Abstract
This paper presents a novel approach to implement hierarchical, dense and dynamic reconstruction of 3D objects based on the VDB (Variational Dynamic B + Trees) data structure for robotic applications. The scene reconstruction is done by the integration of depth-images using the Truncated Signed Distance Field (TSDF). The proposed reconstruction method is based on dynamic trees in order to provide similar reconstruction results to the current state-of-the-art methods (i.e., complete volumes, hashing voxels and hierarchical volumes) in terms of execution time but with a direct multi-level representation that remains real-time. This representation provides two major advantages: it is a hierarchical and unbounded space representation. The proposed method is optimally implemented to be used on a GPU architecture, exploiting the parallelism skills of this hardware. A series of experiments will be presented to prove the performance of this approach in a robot arm platform.

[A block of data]

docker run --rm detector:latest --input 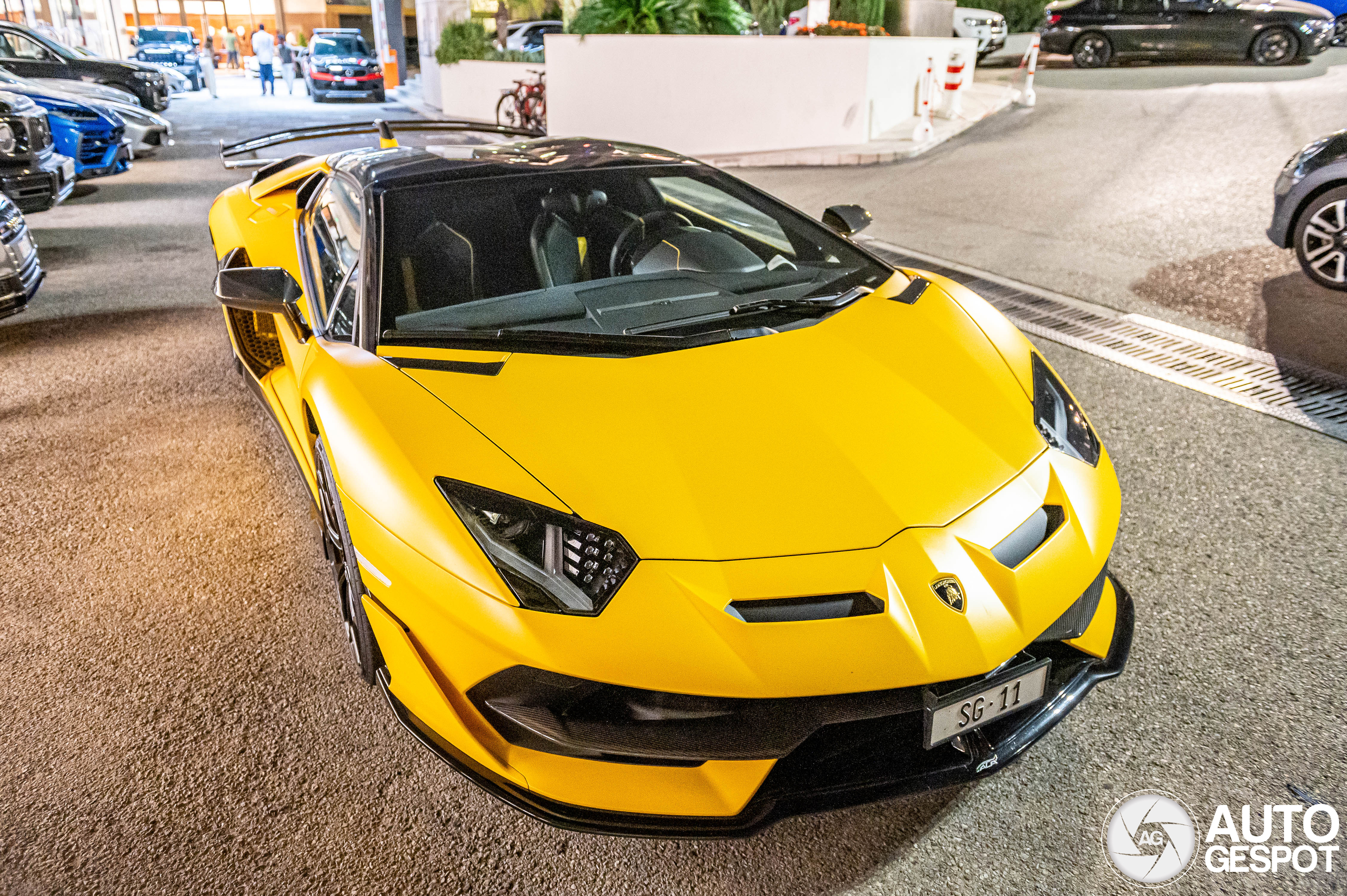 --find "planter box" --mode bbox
[544,34,977,155]
[439,59,551,124]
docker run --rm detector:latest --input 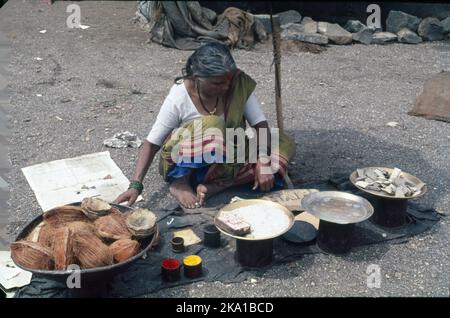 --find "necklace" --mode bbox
[197,86,219,115]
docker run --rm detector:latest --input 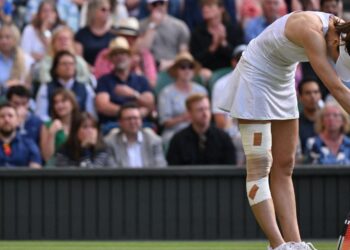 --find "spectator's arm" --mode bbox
[85,84,97,117]
[135,91,155,110]
[35,84,50,121]
[28,140,42,168]
[40,120,62,161]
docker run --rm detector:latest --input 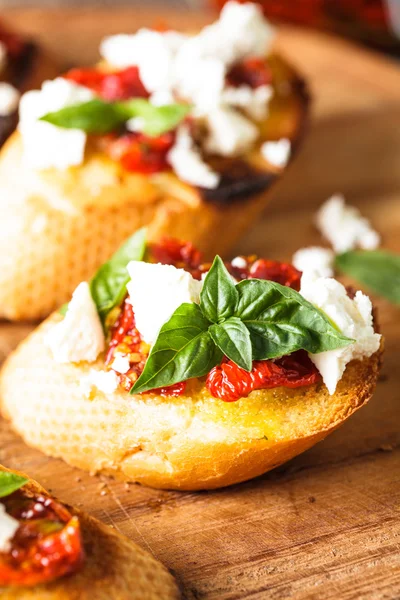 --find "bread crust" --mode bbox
[0,57,308,320]
[0,465,181,600]
[0,315,382,490]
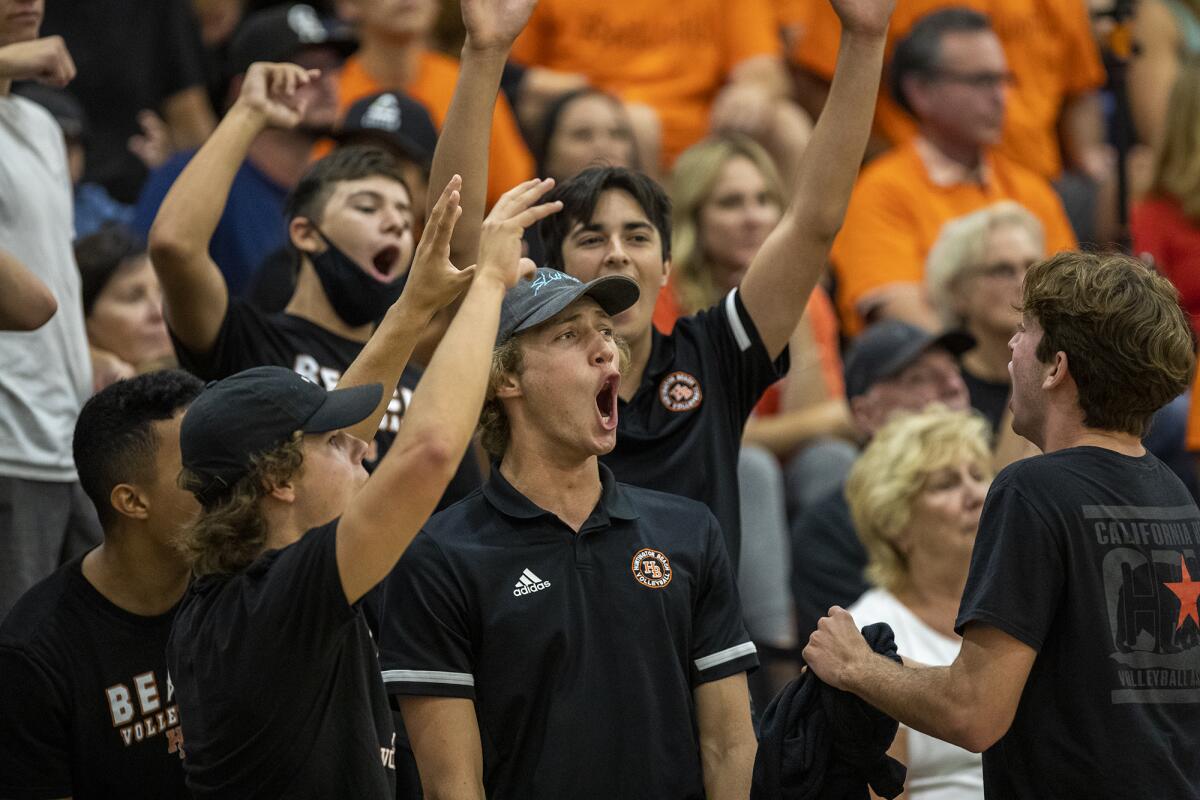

*DO THIS*. Extend the abstract on VDB-based 3D reconstruction for robotics, picking up after its final sentence. The listing is separate material and has no connection to the abstract on 3D reconstruction.

*REPLY TO THE EXERCISE*.
Highlights
Industrial robotic research has been extremely prolific in the last decades, with a special interest in applications such as welding, painting and pick-and-place of objects
A novel dense and dynamic 3D reconstruction method has been implemented based on a hierarchical database structure (GPU oriented) for integrating depth images by truncated signed distance field theory
Future directions in our research explore the use of this method to simulate material dynamics in situ, taking advantage of the GPU-optimized VDB data structure
Summary
Industrial robotic research has been extremely prolific in the last decades, with a special interest in applications such as welding, painting and pick-and-place of objects. When robots need to manipulate deformable objects, current reconstruction methods fail since they are based on the assumption of the presence of rigid objects in static scenarios (Zeng et al (2013), Whelan et al (2016) and Puri et al (2017)). Another well-known problem is drifting in textureless scenarios during the camera pose estimation, which implies erroneous reconstructions. We propose to use a new generation consumer depth camera (such as the Intel RealSense D435) installed on the robot so that they can output live half-HD depth maps at high-frequency rates with a low price to implement a precise reconstruction of the objects to be manipulated (Figure 1)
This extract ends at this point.